» **READING TEXT**:
========

The Member of Parliament for North Tongu and member of the Foreign Affairs Committee of Parliament, Samuel Okudzeto Ablakwa is calling on President Nana Addo Dankwa Akufo-Addo to abort any ongoing military preparations toward deploying Ghanaian soldiers to troubled Niger as part of ECOWAS’ standby force.
Mr. Ablakwa in a Facebook post indicated that the president has been opaque with his plan on Niger and has refused to submit any request to Parliament for thorough scrutiny which he stressed is “most undemocratic and awfully reckless.”
He further urged ECOWAS leaders “to stop the warmongering and give diplomacy and constructive dialogue a chance. ”
He added that “Ghana’s gallant soldiers must be kept far away from the looming bloodbath.”
Below is Ablakwa’s full post.
I reiterate our demand on President Akufo-Addo to immediately stop all his preparatory mobilization towards deploying Ghanaian soldiers for an ECOWAS military intervention in Niger.
Akufo-Addo’s refusal to submit his Niger Policy to Parliament for thorough scrutiny by the people’s elected representatives is most undemocratic and awfully reckless.
West African leaders who purport to be lecturing Niger on democracy must be seen leading by example at home.
Ghana’s gallant soldiers must be kept far away from the looming bloodbath and escalating geopolitical confrontation which is bound to explode with far-reaching consequences for stability in an already volatile region.
Also worthy of consideration is the fact that Ghana’s bankrupt economy could be used as a predictable excuse by President Akufo-Addo as Commander-in-Chief to deny the Ghana Armed Forces the full compliment of materiel, equipment and logistics.
ECOWAS leaders ought to stop the warmongering and give diplomacy and constructive dialogue a chance. The Niger crisis can be resolved without violence and bloodshed.
But more fundamentally, African leaders must reflect on the causes of these coups and begin to take urgent concrete steps to prevent more military takeovers. 6 coups in 3 years can only mean that Africa appears to be making a return to the coup era of the 1960s to 1980s.
Let’s shift focus from the symptoms and start addressing the real issues of bad leadership, corruption, endemic poverty, democracy that works only for a few cronies and fat cats, massive unemployment, lack of opportunity, state-capture, constitutional manipulation, compromised judiciaries, discredited institutions, neo-colonial exploitation and a disunited Africa.
Niger is not the first; and it may not be the last without an honest, appropriate, introspective, causative, leadership response.

========

» **RECORDS SUPPLIED**:
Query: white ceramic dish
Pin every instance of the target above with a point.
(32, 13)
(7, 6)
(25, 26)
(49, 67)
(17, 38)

========

» **EXERCISE**: Copy the Niger article from "Akufo-Addo’s refusal to" to "already volatile region.", changing "bloodbath" to "conflict". Work from the Niger article alone.

» **RESPONSE**:
Akufo-Addo’s refusal to submit his Niger Policy to Parliament for thorough scrutiny by the people’s elected representatives is most undemocratic and awfully reckless.
West African leaders who purport to be lecturing Niger on democracy must be seen leading by example at home.
Ghana’s gallant soldiers must be kept far away from the looming conflict and escalating geopolitical confrontation which is bound to explode with far-reaching consequences for stability in an already volatile region.